__Brief__
Could you repeat the records below exactly, leaving out any pictures?

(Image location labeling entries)
════════════════════
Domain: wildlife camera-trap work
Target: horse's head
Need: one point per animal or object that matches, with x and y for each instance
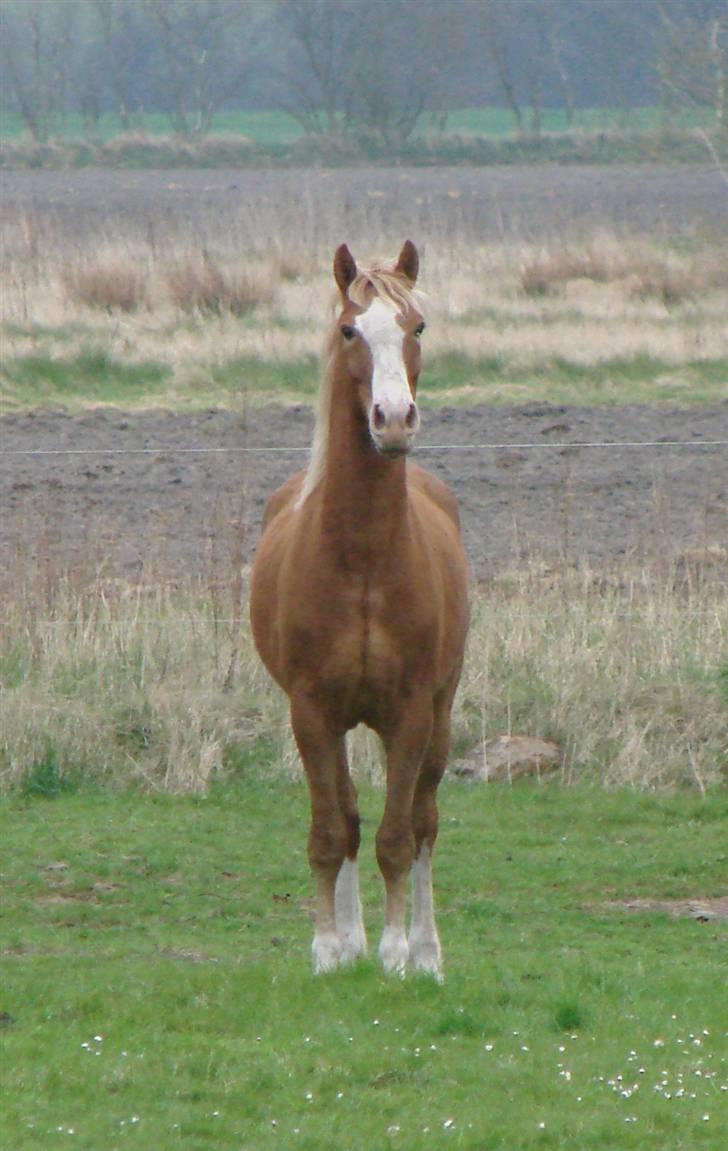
(378, 327)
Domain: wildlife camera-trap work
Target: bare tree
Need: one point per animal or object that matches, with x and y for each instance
(201, 43)
(692, 58)
(318, 75)
(120, 50)
(36, 44)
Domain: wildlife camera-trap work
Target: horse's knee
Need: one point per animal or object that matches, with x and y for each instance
(354, 835)
(328, 844)
(395, 851)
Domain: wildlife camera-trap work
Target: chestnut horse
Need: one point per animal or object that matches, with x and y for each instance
(358, 604)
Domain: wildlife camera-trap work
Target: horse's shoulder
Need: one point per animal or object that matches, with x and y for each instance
(435, 490)
(282, 498)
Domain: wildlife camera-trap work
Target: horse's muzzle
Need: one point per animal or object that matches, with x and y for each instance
(393, 431)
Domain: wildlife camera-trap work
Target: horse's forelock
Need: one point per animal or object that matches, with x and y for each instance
(386, 284)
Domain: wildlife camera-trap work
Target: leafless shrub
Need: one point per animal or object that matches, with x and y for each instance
(201, 286)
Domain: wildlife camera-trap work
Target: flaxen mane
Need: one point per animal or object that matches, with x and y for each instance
(372, 282)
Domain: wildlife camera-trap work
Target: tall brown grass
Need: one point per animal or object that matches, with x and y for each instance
(114, 284)
(645, 271)
(158, 686)
(202, 286)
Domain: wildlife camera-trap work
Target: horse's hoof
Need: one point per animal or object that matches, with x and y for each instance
(394, 952)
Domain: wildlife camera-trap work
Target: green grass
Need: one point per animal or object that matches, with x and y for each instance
(92, 376)
(38, 380)
(273, 127)
(156, 988)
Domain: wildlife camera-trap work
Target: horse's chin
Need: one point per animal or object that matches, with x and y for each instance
(393, 450)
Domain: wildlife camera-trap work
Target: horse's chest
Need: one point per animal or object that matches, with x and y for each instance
(364, 643)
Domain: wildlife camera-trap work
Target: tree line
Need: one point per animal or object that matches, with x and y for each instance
(344, 68)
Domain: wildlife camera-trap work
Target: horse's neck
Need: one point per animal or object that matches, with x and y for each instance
(364, 495)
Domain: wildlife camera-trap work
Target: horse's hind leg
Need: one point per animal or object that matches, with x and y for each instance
(424, 943)
(395, 840)
(331, 836)
(349, 920)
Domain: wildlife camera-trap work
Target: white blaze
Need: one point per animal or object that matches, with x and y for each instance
(391, 388)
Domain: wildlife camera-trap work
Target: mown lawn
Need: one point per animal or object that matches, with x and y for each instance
(156, 988)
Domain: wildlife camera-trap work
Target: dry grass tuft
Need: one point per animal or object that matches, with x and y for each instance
(159, 687)
(201, 286)
(113, 284)
(646, 271)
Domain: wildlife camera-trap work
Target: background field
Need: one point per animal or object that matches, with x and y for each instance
(154, 927)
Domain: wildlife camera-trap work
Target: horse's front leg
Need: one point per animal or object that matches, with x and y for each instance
(333, 838)
(406, 746)
(424, 943)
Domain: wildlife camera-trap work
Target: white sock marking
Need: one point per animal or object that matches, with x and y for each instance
(424, 943)
(349, 921)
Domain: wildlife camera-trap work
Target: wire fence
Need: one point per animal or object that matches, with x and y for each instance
(271, 449)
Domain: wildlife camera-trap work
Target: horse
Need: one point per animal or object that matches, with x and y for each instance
(358, 604)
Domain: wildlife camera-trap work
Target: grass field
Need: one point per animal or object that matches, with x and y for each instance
(274, 127)
(156, 988)
(191, 321)
(154, 927)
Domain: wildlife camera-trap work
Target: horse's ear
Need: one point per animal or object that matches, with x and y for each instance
(344, 268)
(408, 264)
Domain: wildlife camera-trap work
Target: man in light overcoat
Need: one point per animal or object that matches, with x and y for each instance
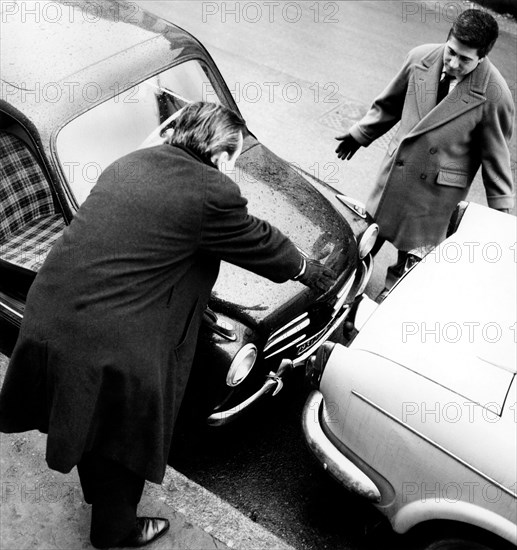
(456, 115)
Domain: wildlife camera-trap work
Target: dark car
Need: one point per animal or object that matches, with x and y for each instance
(98, 80)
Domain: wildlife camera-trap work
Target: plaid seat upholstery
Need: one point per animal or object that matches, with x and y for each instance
(24, 191)
(29, 246)
(29, 224)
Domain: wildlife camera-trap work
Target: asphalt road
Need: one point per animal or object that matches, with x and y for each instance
(302, 75)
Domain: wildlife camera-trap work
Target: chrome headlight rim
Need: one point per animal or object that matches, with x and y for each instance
(241, 365)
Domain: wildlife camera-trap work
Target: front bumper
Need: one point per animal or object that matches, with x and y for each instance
(344, 471)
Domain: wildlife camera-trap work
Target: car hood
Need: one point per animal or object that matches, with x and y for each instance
(452, 318)
(278, 194)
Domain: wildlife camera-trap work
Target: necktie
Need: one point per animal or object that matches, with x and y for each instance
(443, 87)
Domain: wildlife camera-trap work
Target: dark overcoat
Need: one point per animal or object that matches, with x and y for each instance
(111, 321)
(437, 149)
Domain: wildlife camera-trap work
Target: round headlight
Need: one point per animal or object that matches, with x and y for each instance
(367, 240)
(241, 365)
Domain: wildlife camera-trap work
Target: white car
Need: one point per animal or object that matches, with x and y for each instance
(418, 413)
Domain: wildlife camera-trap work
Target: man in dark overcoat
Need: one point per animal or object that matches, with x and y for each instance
(111, 321)
(456, 114)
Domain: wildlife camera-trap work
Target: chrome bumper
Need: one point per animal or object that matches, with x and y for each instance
(347, 473)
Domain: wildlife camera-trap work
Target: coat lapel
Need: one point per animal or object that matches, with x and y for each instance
(468, 94)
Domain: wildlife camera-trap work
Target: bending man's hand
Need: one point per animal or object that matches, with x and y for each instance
(316, 275)
(347, 148)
════════════════════
__Task solution__
Domain: wildlife camera-trap work
Target: horse's head
Need: one point per animal or object that matches, with x and y for each instance
(378, 327)
Domain: wildlife camera-trap work
Target: bare tree
Need: one point per animal or object that matches, with x and y for each instance
(201, 43)
(692, 58)
(318, 75)
(120, 50)
(36, 44)
Domain: wildlife camera-trap work
Target: horse's knee
Need: one point per animal or object that matches, with x and y for each instance
(354, 835)
(328, 844)
(395, 851)
Domain: wildlife camera-trap work
Target: chestnut horse
Need: one point per animal or object that matches, with x and y for each instance
(358, 604)
Domain: wildlife camera-trap work
Target: horse's shoulder
Need: one point per animal or object that matches, with x and y for each instance
(435, 490)
(282, 498)
Domain: wildlife camera-trap work
Target: horse's muzzle
Need: one point per animal or object that matches, with x and y for each instance
(393, 431)
Domain: wildlife camera-trap work
Target: horse's forelock
Need: one point per animal or object that matches, with x and y for each instance
(386, 284)
Domain: wildlife camera-trap work
Target: leafless shrub
Need: one point per animal or object that matches, with x and y for each instance
(201, 286)
Domain: wildlife camera-trap work
Target: flaxen mane
Need: one point per animal or object that matches, with x and y for each instance
(372, 282)
Domain: wildlife camera-trap work
Target: tall brown grass
Need: one point per animal or object that matches, with x and y for each instance
(114, 284)
(645, 271)
(158, 686)
(202, 286)
Domain: wildlife camera-trap work
Target: horse's hoof
Need: one point per animal or object that matches, with x and y for each instance
(394, 952)
Domain: wildlife camera-trap work
Target: green grass
Need: one point per animal or object that matches, with x and y for each instance
(92, 376)
(38, 380)
(273, 127)
(156, 988)
Domain: wildlife camera-trap work
Target: horse's chin
Need: one point per animal or object that matches, with x and y for each instance
(393, 450)
Domain: wildlife camera-trap work
Target: horse's chest
Need: one point per animal or object that matches, with x and y for each instance
(364, 643)
Domain: wildlife camera-trap work
Target: tree line
Need: one point per animal or object that matches, with x and y for each instance
(344, 68)
Domain: wildlife camera-trap work
Target: horse's neck
Need: one point per animal or object that matches, with x and y for each instance
(364, 495)
Domain: wildlife camera-trap work
Target: horse's hind leg
Need: one point per animal or object that matches, with x and y for each instance
(424, 943)
(395, 840)
(331, 836)
(349, 920)
Domain: wildlife camera-trap work
Target: white blaze
Need: one point per animal or object that matches, with x and y for each instance
(391, 388)
Domain: wildlife camera-trap work
Target: mown lawn
Need: one point per animal or object that matches, with x and y for each instance
(156, 988)
Domain: wildlife camera-trap work
Target: dry grass tuft
Need: one point per animal or object that matches, with x and y for each instance
(159, 687)
(201, 286)
(113, 284)
(646, 271)
Domain: wildlife camera-trap work
Target: background field
Need: one point per animal or object that matches, with x and y for each instance
(154, 927)
Domain: wildlife camera-trap work
Target: horse's front leg
Need: one point per animal or object that matches, with x and y for each instance
(333, 838)
(406, 746)
(424, 943)
Domain: wildlife camera-trap work
Target: white sock marking
Need: one point per animal or object that matches, with x and y for each instance
(424, 943)
(349, 921)
Domain: wildlife camera-trap work
Target: wire fence
Need: one point per animal or object that matches, with x and y for each instance
(271, 449)
Domain: wildlife camera-trap work
Target: horse
Need: one point per animal or object that matches, with x and y for each instance
(358, 604)
Domain: wildlife camera-trap work
Target: grass field
Need: one point per animal or object that matches, with x and y for each instance
(274, 127)
(156, 988)
(191, 321)
(154, 927)
Domain: wildlife camera-trap work
Target: horse's ear
Need: one point per animal or object that matches, with x and y for each instance
(344, 268)
(408, 264)
Domain: wildlife camera-trap work
Target: man in light overcoat
Need: one point per animal or object that matches, with x and y for each instance
(456, 115)
Domain: wildlife camera-trap work
Target: dark car
Need: one point per animal or object that matches, with x and y for each instance
(98, 80)
Domain: wildlife camera-trap work
Target: plaid seat upholstery
Need: one point per animal or object that matches, with x and y for each instance
(24, 191)
(29, 246)
(29, 224)
Domain: wildlife camera-trap work
Target: asphalt road
Need: one point per animal or object that matches, with x and y for each instance
(302, 75)
Domain: wildlife camera-trap work
Target: chrome headlight rim
Need: one point per animal or object that matches, with x and y for each instance
(241, 365)
Domain: wildlife camera-trap work
Target: front bumper
Need: one point per animal or object that matches, with x and y for each instance
(344, 471)
Domain: wildlife camera-trap work
Target: car hood
Need: one point per animal or object that matches, with x and y for each instance
(452, 318)
(278, 194)
Domain: wildlife camera-trap work
Target: necktie
Need: one point per animal or object that matches, with x and y for each instance
(443, 87)
Domain: wildlife camera-trap work
Target: dark overcoat
Need: one point per animal or object that matches, with x and y for each instance
(111, 321)
(437, 149)
Domain: wildlife camera-trap work
Target: round headlight
Need: one point per animal or object that matches, with x and y for each instance
(367, 240)
(241, 365)
Domain: wildlife camera-trap work
Target: white car
Need: one point per animal or object that matches, with x and y for each instance
(418, 413)
Domain: wildlife camera-trap work
Target: man in dark overcoat
Need: one point per animal or object that matches, with x and y for each instance
(111, 321)
(456, 114)
Domain: wildlife camera-trap work
Target: chrome bumper
Need: one point per animal or object that matches, with x and y for each instance
(347, 473)
Domain: wildlife camera-trap work
Target: coat lapel
Need: one point per animal or object that matches, with x and y for each instance
(468, 94)
Domain: wildlife camera-trap work
Target: bending man's hand
Need: one point per animal or object that matches, with x and y for each instance
(316, 275)
(347, 148)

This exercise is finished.